#### Gegeven tekst:

|---|

Wat watervoorraden en agrovoedselsystemen betreft, is een open, democratisch en participatief bestuur van cruciaal belang om te waarborgen dat gekozen wordt voor de meest kosteneffectieve oplossingen die de hele samenleving ten goede komen.

(14)

Om ervoor te zorgen dat de niet met Horizon 2020 geassocieerde derde landen, te weten Algerije, Egypte, Jordanië, Libanon en Marokko, aan het Prima-initiatief kunnen deelnemen, moeten de Unie en deze derde landen middels het sluiten van internationale overeenkomsten inzake wetenschappelijke en technologische samenwerking de juridische regeling van dit besluit tot deze landen uitbreiden.

(15)

Conform de doelstellingen van Horizon 2020 mogen elke andere lidstaat en elk ander met Horizon 2020 geassocieerd derde land aan het Prima-initiatief deelnemen indien zij zich ertoe verbinden bij te dragen aan de financiering van het initiatief en de nodige wetgevende, regelgevende, administratieve en andere maatregelen ter bescherming van de financiële belangen van de Unie treffen.

(16)

Met het oog op de gezamenlijke uitvoering van het Prima-initiatief moet een uitvoeringsstructuur (de „Prima-uitvoeringsstructuur”) worden gevormd. Deze uitvoeringsstructuur moet de financiële bijdrage van de Unie ontvangen en een doelmatige en transparante uitvoering van het Prima-initiatief waarborgen.

(17)

|---|

#### Getoonde vermeldingen:

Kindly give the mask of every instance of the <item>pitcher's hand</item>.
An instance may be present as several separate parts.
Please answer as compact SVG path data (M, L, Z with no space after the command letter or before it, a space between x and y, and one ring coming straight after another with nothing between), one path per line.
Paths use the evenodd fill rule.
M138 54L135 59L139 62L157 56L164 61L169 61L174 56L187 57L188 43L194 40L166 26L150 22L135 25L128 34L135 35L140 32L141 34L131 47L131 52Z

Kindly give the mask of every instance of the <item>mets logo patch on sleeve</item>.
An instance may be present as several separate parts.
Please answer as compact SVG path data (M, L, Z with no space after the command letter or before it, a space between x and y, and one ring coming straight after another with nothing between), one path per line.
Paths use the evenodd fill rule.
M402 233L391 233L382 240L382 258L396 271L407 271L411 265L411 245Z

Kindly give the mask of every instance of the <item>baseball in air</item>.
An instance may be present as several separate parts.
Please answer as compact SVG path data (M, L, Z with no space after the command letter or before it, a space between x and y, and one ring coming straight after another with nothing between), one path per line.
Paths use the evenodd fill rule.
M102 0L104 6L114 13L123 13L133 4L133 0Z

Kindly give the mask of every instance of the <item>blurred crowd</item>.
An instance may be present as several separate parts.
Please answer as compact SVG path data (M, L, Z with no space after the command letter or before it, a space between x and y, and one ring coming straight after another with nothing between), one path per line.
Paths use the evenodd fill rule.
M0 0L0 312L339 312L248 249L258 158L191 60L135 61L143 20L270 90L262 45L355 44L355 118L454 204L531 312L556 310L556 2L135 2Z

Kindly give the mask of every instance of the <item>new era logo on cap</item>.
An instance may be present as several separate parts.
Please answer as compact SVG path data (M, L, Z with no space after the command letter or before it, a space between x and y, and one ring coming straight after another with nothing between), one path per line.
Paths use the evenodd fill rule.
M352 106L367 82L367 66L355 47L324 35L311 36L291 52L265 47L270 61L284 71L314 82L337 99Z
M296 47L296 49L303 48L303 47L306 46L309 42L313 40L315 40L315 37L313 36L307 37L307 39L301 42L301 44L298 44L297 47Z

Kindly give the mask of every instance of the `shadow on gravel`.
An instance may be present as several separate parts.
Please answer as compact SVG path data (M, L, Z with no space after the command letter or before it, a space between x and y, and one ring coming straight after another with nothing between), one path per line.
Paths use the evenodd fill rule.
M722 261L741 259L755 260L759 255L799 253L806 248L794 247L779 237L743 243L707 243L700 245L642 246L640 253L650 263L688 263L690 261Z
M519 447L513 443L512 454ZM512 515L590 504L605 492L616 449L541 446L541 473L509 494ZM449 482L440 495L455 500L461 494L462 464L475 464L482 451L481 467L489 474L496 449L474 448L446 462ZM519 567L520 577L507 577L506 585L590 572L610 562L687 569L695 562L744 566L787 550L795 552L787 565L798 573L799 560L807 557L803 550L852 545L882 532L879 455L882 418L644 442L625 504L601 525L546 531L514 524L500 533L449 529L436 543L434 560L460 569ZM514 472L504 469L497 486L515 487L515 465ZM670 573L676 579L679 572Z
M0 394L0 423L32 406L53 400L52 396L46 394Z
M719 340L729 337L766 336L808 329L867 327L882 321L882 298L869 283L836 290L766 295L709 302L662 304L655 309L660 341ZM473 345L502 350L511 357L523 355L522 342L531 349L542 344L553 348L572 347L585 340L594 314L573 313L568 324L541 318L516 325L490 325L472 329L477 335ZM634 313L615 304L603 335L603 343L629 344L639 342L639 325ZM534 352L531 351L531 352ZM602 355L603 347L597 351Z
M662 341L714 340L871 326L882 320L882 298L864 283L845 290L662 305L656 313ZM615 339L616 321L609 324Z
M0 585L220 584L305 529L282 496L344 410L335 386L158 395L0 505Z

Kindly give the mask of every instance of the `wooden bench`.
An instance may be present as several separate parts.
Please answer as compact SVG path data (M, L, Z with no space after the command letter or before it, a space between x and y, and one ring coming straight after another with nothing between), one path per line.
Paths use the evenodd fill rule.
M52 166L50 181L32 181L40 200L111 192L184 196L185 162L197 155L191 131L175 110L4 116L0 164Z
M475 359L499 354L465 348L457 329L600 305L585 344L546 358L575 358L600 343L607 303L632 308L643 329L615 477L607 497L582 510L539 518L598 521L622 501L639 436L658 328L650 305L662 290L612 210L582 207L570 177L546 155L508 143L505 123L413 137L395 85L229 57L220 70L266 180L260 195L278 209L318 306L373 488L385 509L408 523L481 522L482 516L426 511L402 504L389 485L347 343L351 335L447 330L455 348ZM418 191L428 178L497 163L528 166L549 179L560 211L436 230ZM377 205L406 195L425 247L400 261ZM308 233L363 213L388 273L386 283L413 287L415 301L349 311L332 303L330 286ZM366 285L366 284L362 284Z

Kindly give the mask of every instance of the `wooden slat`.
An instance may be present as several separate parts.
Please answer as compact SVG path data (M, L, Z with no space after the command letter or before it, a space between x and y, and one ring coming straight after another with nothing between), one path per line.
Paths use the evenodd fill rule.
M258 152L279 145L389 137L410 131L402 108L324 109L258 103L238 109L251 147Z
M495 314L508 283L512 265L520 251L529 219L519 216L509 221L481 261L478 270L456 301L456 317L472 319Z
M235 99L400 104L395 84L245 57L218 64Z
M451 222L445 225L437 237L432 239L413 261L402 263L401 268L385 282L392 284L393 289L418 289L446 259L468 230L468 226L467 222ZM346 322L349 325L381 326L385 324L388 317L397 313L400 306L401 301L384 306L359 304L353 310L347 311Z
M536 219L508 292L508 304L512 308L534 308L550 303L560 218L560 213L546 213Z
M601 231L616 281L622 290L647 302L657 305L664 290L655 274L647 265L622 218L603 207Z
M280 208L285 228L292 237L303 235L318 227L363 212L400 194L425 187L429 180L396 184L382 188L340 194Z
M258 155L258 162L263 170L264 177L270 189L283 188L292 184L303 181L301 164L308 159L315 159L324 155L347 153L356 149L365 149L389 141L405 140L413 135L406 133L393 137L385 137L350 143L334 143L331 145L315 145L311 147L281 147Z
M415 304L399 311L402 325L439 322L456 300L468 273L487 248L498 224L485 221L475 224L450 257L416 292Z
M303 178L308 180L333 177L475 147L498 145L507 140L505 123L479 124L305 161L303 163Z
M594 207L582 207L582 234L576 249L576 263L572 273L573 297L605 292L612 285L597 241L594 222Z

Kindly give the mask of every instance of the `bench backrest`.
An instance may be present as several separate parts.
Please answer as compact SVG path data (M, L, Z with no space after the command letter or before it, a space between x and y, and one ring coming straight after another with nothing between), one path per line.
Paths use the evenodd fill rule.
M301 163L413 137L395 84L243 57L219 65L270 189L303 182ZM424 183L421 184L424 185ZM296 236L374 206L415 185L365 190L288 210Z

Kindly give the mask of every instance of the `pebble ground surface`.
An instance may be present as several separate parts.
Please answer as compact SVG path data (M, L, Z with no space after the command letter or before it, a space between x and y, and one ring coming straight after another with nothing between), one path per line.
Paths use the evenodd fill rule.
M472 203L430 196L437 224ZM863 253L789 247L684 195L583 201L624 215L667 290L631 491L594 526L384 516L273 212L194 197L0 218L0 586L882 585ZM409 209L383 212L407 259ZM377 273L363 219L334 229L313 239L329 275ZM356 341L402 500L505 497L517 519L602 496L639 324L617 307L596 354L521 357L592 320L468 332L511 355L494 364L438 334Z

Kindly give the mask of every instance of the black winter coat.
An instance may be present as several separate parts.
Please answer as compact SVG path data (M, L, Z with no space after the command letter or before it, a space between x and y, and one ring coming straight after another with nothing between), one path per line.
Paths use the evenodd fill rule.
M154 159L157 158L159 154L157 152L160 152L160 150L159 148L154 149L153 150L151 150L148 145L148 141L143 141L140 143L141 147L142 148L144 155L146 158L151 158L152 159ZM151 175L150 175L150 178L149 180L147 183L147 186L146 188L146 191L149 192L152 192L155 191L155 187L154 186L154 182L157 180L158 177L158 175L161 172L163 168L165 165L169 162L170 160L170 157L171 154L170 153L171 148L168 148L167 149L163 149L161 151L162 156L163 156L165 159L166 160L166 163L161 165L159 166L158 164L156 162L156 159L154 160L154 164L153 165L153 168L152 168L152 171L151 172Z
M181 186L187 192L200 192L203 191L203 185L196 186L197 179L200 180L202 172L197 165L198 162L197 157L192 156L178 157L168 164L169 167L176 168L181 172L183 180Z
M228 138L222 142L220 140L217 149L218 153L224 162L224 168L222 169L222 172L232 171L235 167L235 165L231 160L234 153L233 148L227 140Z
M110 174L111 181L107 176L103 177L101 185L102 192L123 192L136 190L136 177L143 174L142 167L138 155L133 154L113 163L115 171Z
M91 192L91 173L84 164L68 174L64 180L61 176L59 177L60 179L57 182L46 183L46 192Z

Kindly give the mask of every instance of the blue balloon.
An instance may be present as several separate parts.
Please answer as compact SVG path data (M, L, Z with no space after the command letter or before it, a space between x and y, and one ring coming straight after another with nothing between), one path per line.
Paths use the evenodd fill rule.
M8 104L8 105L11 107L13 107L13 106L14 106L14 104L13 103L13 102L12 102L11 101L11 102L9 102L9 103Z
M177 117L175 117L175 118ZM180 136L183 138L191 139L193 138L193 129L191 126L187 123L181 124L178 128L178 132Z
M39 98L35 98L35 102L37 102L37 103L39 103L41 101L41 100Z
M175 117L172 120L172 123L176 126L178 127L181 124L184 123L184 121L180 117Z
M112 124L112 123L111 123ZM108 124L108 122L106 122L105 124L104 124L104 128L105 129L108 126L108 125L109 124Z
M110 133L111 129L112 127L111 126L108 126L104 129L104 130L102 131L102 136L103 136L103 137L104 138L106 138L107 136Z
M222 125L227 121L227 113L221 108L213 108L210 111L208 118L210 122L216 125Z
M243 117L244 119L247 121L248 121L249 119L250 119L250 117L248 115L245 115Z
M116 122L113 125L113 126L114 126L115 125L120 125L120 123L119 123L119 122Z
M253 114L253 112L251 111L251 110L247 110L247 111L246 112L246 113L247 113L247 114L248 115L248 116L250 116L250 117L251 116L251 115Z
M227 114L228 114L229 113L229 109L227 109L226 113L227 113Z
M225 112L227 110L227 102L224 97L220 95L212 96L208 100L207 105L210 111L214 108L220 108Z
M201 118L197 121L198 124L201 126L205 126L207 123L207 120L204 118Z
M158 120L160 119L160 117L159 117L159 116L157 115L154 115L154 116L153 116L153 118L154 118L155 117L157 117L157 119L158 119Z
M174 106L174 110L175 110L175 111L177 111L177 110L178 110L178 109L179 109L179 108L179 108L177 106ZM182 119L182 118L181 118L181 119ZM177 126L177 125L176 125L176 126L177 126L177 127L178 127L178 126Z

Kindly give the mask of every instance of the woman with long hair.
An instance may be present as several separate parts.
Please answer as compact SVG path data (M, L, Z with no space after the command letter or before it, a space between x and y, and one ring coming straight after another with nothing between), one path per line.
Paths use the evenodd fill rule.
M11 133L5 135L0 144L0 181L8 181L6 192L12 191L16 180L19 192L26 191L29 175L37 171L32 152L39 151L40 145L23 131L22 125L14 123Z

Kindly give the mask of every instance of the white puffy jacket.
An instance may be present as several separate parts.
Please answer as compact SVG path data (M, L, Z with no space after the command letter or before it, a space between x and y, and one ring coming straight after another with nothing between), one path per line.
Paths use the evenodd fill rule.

|---|

#### Opdrachten:
**A)** Neem uit de tekst over het Prima-initiatief letterlijk alles over van "Wat watervoorraden en" tot en met "deze landen uitbreiden.".
**B)** Zet de alinea in de tekst over het Prima-initiatief die begint met "Om ervoor te zorgen dat" om in een korte opsomming met de belangrijkste feiten.
De vermeldingen staan los van de tekst over het Prima-initiatief.

#### Antwoorden:
**A)**
Wat watervoorraden en agrovoedselsystemen betreft, is een open, democratisch en participatief bestuur van cruciaal belang om te waarborgen dat gekozen wordt voor de meest kosteneffectieve oplossingen die de hele samenleving ten goede komen.

(14)

Om ervoor te zorgen dat de niet met Horizon 2020 geassocieerde derde landen, te weten Algerije, Egypte, Jordanië, Libanon en Marokko, aan het Prima-initiatief kunnen deelnemen, moeten de Unie en deze derde landen middels het sluiten van internationale overeenkomsten inzake wetenschappelijke en technologische samenwerking de juridische regeling van dit besluit tot deze landen uitbreiden.

**B)**
- Algerije, Egypte, Jordanië, Libanon en Marokko zijn derde landen die niet met Horizon 2020 geassocieerd zijn.
- Om deze landen aan het Prima-initiatief te laten deelnemen, moeten de Unie en deze landen internationale overeenkomsten inzake wetenschappelijke en technologische samenwerking sluiten.
- Met die overeenkomsten wordt de juridische regeling van dit besluit tot deze landen uitgebreid.